__Exercises__.
1. Reproduce the fund filing excerpt word for word, starting with "Upon the commencement" and going on through "any other person.".
2. Pick up the fund filing excerpt after its last line and continue writing it.

__Text passage__.
────────────────────────────────────────

Item 29.Persons Controlled by or Under Common Control with the Fund.

 

Upon the commencement of operations of the Cambria Managed Futures Strategy ETF, the Registrant will own 100% of the Cambria Managed Futures Strategy CFC, an exempted company organized under Cayman Islands law. The Registrant is not under common control with any other person.

 

Item 30.Indemnification.

 

The Registrant is organized as a Delaware statutory trust and is operated pursuant to a Trust Instrument adopted as of September 9, 2011 (the “Trust Instrument”), that permits the Registrant to indemnify its trustees and officers under certain circumstances. Such indemnification, however, is subject to the limitations imposed by the Securities Act of 1933, as amended (the “Securities Act” or the “1933 Act”), and the Investment Company Act of 1940, as amended. The Registrant’s Trust Instrument provides that officers and trustees of the Trust shall be indemnified by the Trust against liabilities and expenses of defense in proceedings against them by reason of the fact that they each serve as an officer or trustee of the Trust or as an officer or trustee of another entity at the request of the entity.

 

In particular, Article IX, Sections 2 and 3 of the Registrant’s Trust Instrument provide as follows:

 

Section 2.INDEMNIFICATION.

────────────────────────────────────────

__Given material__.
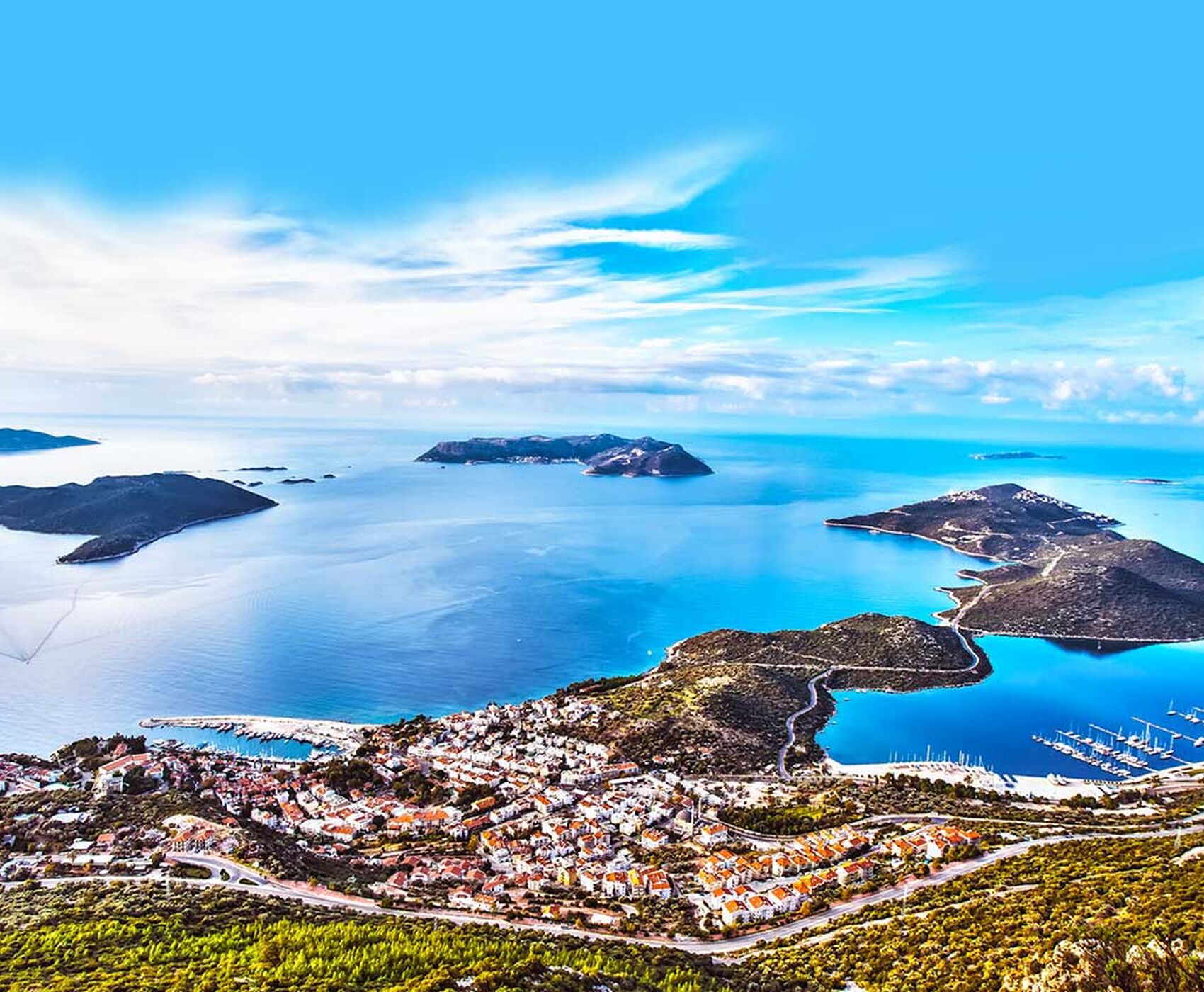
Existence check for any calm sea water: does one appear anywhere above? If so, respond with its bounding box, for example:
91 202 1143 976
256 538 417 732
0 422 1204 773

────────────────────────────────────────

__Written responses__.
1.
Upon the commencement of operations of the Cambria Managed Futures Strategy ETF, the Registrant will own 100% of the Cambria Managed Futures Strategy CFC, an exempted company organized under Cayman Islands law. The Registrant is not under common control with any other person.

2.
(a)Subject to the exceptions and limitations contained in subsection (b) below:

 

(i)every person who is, or has been, a Trustee or an officer, employee or agent of the Trust, including persons who act at the request of the Trust as directors, trustees, officers, employees or agents of another organization in which the Trust has an interest as a shareholder, creditor or otherwise (“Covered Person”) shall be indemnified by the Trust or the appropriate Series to the fullest extent permitted by law against liability and against all expenses reasonably incurred or paid by him or her in connection with any claim, action, suit or proceeding in which he or she becomes involved as a party or otherwise by virtue of his or her being or having been a Covered Person and against amounts paid or incurred by him or her in the settlement thereof.

 

(ii)as used herein, the words “claim,” “action,” “suit” or “proceeding” shall apply to all claims, actions, suits or proceedings (whether civil, criminal or administrative proceedings, regulatory investigations, or other proceedings, including appeals), actual or threatened, and the words “liability” and “expenses” shall include, without limitation, counsel fees, costs, judgments, amounts paid in settlement, fines, penalties and other liabilities.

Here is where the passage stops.